**Input for this task**:
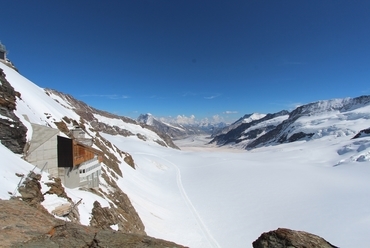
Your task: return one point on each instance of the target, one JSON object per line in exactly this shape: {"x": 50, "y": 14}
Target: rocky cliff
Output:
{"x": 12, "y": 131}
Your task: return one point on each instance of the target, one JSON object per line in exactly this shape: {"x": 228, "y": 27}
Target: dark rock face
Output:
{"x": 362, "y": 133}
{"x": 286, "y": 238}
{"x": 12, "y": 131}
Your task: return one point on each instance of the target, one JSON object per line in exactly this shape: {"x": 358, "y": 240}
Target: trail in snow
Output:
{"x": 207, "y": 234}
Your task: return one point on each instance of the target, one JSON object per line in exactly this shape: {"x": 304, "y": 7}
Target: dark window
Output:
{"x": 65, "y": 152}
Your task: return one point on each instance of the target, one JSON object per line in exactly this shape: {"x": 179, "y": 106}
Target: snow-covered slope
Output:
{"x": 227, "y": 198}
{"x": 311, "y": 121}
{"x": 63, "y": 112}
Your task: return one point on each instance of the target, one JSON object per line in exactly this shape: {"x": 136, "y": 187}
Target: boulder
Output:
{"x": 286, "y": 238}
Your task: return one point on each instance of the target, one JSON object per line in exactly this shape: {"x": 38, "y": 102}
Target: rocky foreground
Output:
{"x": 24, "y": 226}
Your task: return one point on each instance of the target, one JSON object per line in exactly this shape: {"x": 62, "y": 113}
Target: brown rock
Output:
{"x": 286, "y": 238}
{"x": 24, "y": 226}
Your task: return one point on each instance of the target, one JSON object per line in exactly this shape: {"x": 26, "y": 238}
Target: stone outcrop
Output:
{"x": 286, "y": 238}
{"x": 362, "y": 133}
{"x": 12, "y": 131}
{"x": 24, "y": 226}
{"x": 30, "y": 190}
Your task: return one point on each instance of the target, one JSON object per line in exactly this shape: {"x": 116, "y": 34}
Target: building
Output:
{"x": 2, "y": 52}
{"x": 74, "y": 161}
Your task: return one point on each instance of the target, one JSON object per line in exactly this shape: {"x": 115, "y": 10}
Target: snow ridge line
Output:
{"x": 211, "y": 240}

**Directions**: Please transcribe the entries precisely and omit any images they hold.

**Task solution**:
Your task: return one point on each instance of the target, one JSON object per line in exactly this shape: {"x": 50, "y": 14}
Target: rocky cliff
Output:
{"x": 12, "y": 131}
Your task: return one point on each instance of the target, one JSON object per line in exactly this shape: {"x": 228, "y": 27}
Target: dark rock face
Output:
{"x": 362, "y": 133}
{"x": 286, "y": 238}
{"x": 12, "y": 131}
Your task: return one point on each instance of the target, one JSON object per line in exactly this shape: {"x": 358, "y": 240}
Target: trail in snow
Output:
{"x": 207, "y": 234}
Your task: return one point on each instance of the target, one JSON object per line in exactly this shape: {"x": 304, "y": 7}
Target: dark window
Output:
{"x": 65, "y": 152}
Your task: return one point on each instance of the target, one JSON object per line in exactly this shape: {"x": 179, "y": 106}
Target: snow-covered slope
Output:
{"x": 227, "y": 198}
{"x": 311, "y": 121}
{"x": 63, "y": 112}
Your task: return one point on each instance of the target, one JSON object per line in exactly this shape: {"x": 136, "y": 187}
Target: boulder
Output:
{"x": 286, "y": 238}
Your task: return one point on each instance of the target, one JSON object per line in exactly this shape: {"x": 38, "y": 102}
Target: rocky foreground
Output:
{"x": 24, "y": 226}
Your task: return one point on each instance of the target, one JSON object per line in exactly this shape: {"x": 62, "y": 113}
Target: brown rock
Output:
{"x": 286, "y": 238}
{"x": 24, "y": 226}
Your task: return one point on each instance of the target, one JSON object per line in exactly this shape: {"x": 26, "y": 238}
Target: stone outcrop
Output:
{"x": 286, "y": 238}
{"x": 362, "y": 133}
{"x": 12, "y": 131}
{"x": 24, "y": 226}
{"x": 30, "y": 190}
Your task: return one point on each instance of the target, one JSON object per line in exactly this shape: {"x": 116, "y": 34}
Target: building
Output:
{"x": 2, "y": 52}
{"x": 74, "y": 161}
Your task: return one point on each instance of the target, one JSON object per line in exactly this shape: {"x": 115, "y": 10}
Target: snow ridge line
Output:
{"x": 211, "y": 240}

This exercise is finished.